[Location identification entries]
* * * *

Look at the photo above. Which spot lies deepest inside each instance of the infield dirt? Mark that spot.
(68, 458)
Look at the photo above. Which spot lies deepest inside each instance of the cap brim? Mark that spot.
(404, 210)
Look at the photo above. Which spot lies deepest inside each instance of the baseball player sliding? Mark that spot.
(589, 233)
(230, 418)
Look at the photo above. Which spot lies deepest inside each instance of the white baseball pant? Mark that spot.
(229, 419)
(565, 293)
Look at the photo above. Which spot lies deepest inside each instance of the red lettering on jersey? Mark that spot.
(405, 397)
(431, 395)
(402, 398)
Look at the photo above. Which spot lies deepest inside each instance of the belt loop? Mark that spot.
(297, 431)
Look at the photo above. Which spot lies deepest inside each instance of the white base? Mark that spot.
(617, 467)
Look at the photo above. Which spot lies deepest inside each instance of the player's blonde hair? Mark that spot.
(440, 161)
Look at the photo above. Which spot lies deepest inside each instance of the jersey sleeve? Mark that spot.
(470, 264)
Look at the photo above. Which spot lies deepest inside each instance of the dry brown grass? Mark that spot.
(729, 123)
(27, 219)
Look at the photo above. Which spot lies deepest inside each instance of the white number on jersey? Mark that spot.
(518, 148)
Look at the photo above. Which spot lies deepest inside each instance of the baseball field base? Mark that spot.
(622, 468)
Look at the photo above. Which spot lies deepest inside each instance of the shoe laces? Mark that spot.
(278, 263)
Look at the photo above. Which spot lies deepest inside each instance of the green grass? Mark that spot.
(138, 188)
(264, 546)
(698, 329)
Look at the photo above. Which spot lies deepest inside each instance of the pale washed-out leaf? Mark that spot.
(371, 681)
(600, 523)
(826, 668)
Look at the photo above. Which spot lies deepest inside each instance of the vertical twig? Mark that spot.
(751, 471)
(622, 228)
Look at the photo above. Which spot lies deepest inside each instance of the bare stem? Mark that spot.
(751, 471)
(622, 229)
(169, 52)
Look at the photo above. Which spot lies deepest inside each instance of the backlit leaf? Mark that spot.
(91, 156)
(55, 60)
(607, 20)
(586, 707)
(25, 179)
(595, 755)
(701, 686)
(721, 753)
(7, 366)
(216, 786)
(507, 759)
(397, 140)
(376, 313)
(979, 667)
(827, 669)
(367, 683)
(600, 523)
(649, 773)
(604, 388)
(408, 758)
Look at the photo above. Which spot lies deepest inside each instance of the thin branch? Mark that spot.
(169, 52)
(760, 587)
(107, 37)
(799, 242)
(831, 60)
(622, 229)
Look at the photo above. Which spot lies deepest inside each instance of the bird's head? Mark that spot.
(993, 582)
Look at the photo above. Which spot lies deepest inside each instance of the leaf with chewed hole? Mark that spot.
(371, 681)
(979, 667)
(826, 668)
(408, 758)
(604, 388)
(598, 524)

* * * *

- **TASK**
Can you render every line of the entries above as a JSON list of strings, with one string per line and any blank lines left out?

- **RESULT BELOW**
[
  "Look at the photo above. Which spot lies deepest inside each instance of the infield dirt? Mark that spot.",
  "(68, 458)",
  "Look at the photo above. Which spot lies deepest inside each instance of the cap brim? Mark that spot.",
  "(404, 210)",
  "Look at the photo above. Which spot lies deepest inside each instance of the baseball player sliding? Mark that spot.",
  "(589, 233)",
  "(230, 418)",
  "Look at the photo above. Which spot lies deepest inside each instance of the white baseball pant? Mark that spot.",
  "(229, 419)",
  "(565, 293)",
  "Look at the photo above. Which spot lies deepest inside each instance of the red lettering on jersey? Mark that spot.",
  "(405, 397)",
  "(431, 395)",
  "(402, 398)",
  "Look at the photo above. Which spot lies deepest inside each instance of the belt loop? Mark that spot.",
  "(297, 431)",
  "Look at the photo above. Which spot lies deepest inside each instance of the white base? Mark that spot.",
  "(617, 467)",
  "Look at the photo above. Which spot lies deepest inside each instance of the player's blonde hair? Mark that spot.",
  "(440, 161)",
  "Look at the photo above. Which spot lies deepest inside each instance of the jersey sleeve? Mark that spot.",
  "(470, 264)",
  "Look at the photo above. Which spot lies deepest inside each instance of the dry brown grass? Mark that spot.",
  "(729, 123)",
  "(27, 219)",
  "Look at the photo above. Which spot lies deepest inside each instance of the white number on jersey? Mark that spot.",
  "(518, 148)",
  "Look at the photo above. Which spot lies deepest inside each instance of the baseball field base? Mark that spot.",
  "(622, 468)",
  "Look at the photo above. Which spot lies deepest inside each instance of the shoe laces? Mark that spot.",
  "(278, 263)",
  "Look at the photo above. Which spot lies deepest inside each instance of the green grass? Mark that spot.",
  "(138, 188)",
  "(264, 546)",
  "(698, 329)",
  "Look at the photo above. Which spot lies deepest inside each instance of the pale washed-out leaf? Mark that spot.",
  "(371, 681)",
  "(600, 523)",
  "(826, 668)",
  "Look at the photo above. Which spot lies deepest inside each instance of the vertical twig? Mark that spot.",
  "(751, 471)",
  "(622, 228)",
  "Look at the photo above. Which spot lies deepest inside each instance of the bare stem? Mark that spot.",
  "(751, 471)",
  "(622, 229)",
  "(169, 52)",
  "Look at the photo above. Which spot lies deepest inside each instance of the backlit leaf? Mark that spot.",
  "(91, 156)",
  "(55, 60)",
  "(607, 20)",
  "(586, 707)",
  "(25, 179)",
  "(595, 755)",
  "(701, 686)",
  "(721, 753)",
  "(7, 366)",
  "(216, 786)",
  "(507, 759)",
  "(397, 140)",
  "(376, 313)",
  "(979, 667)",
  "(827, 669)",
  "(367, 683)",
  "(600, 523)",
  "(649, 773)",
  "(604, 388)",
  "(408, 758)",
  "Look at the photo above. Which spot lies deepest inside each instance of the thin branch? Mark that spot.",
  "(169, 52)",
  "(760, 587)",
  "(107, 37)",
  "(799, 242)",
  "(831, 60)",
  "(622, 229)",
  "Look at the photo above. Which spot lies deepest inside each instance of the bird's head? Mark that spot.",
  "(993, 582)",
  "Look at the photo above. Which spot lies deepest inside each instance of the leaf with chewed hole? Mark that spot.",
  "(371, 681)",
  "(979, 667)",
  "(826, 668)",
  "(408, 758)",
  "(604, 388)",
  "(598, 524)"
]